### TASK INSTRUCTIONS
Without any of the pictures, transcribe all the lines below exactly.

------ INFORMATION

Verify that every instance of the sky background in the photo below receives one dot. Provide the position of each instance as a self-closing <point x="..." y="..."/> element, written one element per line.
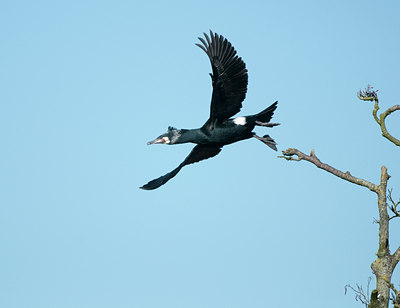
<point x="85" y="84"/>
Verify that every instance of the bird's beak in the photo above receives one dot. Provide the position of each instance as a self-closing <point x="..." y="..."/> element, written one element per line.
<point x="155" y="141"/>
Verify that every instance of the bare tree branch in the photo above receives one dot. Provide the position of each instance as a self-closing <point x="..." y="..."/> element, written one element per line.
<point x="370" y="95"/>
<point x="289" y="153"/>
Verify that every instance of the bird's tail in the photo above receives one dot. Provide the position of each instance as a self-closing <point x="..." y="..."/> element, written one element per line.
<point x="266" y="115"/>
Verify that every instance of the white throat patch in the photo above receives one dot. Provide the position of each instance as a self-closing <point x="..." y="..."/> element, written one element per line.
<point x="240" y="121"/>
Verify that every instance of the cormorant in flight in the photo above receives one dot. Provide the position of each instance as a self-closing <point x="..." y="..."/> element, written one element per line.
<point x="229" y="80"/>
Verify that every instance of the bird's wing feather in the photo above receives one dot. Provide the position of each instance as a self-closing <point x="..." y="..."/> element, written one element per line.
<point x="199" y="152"/>
<point x="229" y="78"/>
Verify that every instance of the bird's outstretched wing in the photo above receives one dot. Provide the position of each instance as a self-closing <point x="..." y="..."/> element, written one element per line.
<point x="199" y="152"/>
<point x="229" y="78"/>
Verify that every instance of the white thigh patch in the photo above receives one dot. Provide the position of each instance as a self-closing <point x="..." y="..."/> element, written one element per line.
<point x="240" y="121"/>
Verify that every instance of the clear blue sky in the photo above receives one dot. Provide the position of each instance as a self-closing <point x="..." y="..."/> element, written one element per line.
<point x="85" y="84"/>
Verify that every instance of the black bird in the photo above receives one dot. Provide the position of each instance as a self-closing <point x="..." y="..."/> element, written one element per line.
<point x="229" y="80"/>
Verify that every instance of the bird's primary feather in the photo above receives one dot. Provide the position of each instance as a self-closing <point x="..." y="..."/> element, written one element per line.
<point x="229" y="78"/>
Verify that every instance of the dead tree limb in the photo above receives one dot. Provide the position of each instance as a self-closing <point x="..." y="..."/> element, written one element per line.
<point x="370" y="95"/>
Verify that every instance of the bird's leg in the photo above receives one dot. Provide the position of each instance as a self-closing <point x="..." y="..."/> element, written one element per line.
<point x="267" y="124"/>
<point x="267" y="140"/>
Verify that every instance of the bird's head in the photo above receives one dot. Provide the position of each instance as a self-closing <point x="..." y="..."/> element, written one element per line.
<point x="170" y="137"/>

------------

### OUTPUT OF THE TASK
Verify that every instance of the sky background in the photo below receives one dot. Provide the position of each instance as a self-closing <point x="..." y="..."/> element, written one element per line.
<point x="85" y="84"/>
Verify that every instance of the bird's beak in the photo above receives one dot. Provide the position of each instance as a self-closing <point x="..." y="..."/> element, written one element per line.
<point x="155" y="141"/>
Verify that every instance of the bare tree branch in the photo above receives one dot. Provide the position of each instance as a self-closing <point x="..." y="..."/> element, written one element per line.
<point x="370" y="95"/>
<point x="289" y="153"/>
Verify that every instance of the bird's tail in the photo above receives one dot. Provide the position of each instance as a self-closing <point x="..." y="..."/> element, written one element per line.
<point x="266" y="115"/>
Verify that every instance of the white throat patch in the photo above receives one dot. Provide the position of each instance as a self-closing <point x="..." y="..."/> element, written one element per line.
<point x="240" y="121"/>
Verify that every instance of the cormorant in flight in the photo above receives one dot. Provide the position of each instance as a self-closing <point x="..." y="..."/> element, written one element per line.
<point x="229" y="80"/>
Verify that every instance of the bird's wing feather in the photo above receives one dot. Provide the position of each instance as a self-closing <point x="..." y="..."/> element, written one element per line.
<point x="199" y="152"/>
<point x="229" y="78"/>
Verify that every instance of the bird's outstretched wing in the photo above receives one dot. Provide the position of each instance as a self-closing <point x="..." y="..."/> element, written one element per line.
<point x="199" y="152"/>
<point x="229" y="78"/>
Verify that every instance of the white thigh patch in the photo above receives one dot. Provide the position of each instance as a self-closing <point x="..." y="..."/> element, written one element per line.
<point x="240" y="121"/>
Verify that every instance of the clear blue sky in the photo above receives one dot. Provide the position of each instance as a self-closing <point x="..." y="..."/> element, written one element per line.
<point x="85" y="84"/>
Verify that every instance of the black bird in the photo above receives one dot. Provide the position of each instance as a self-closing <point x="..." y="..."/> element, written one element per line.
<point x="229" y="80"/>
Verify that every instance of the bird's primary feather in the photo above receives one dot. Provide the position of each instance as a self-closing <point x="..." y="..."/> element, written one element per line.
<point x="229" y="78"/>
Verify that every instance of the dead tree limb in the photo above receives one dot. Provide the position of each instance as a self-closing <point x="..." y="..."/> element, written one element per line.
<point x="370" y="95"/>
Verify that every instance of the bird's leg in the photo above receives one dot. Provide the position of each instance as a self-closing <point x="..." y="..."/> element, written one element per line.
<point x="267" y="124"/>
<point x="267" y="140"/>
Verify that every instance of the bird's head in the photo above receives one dot. Provide the position of each instance as a self-closing <point x="..." y="..."/> element, written one element per line.
<point x="170" y="137"/>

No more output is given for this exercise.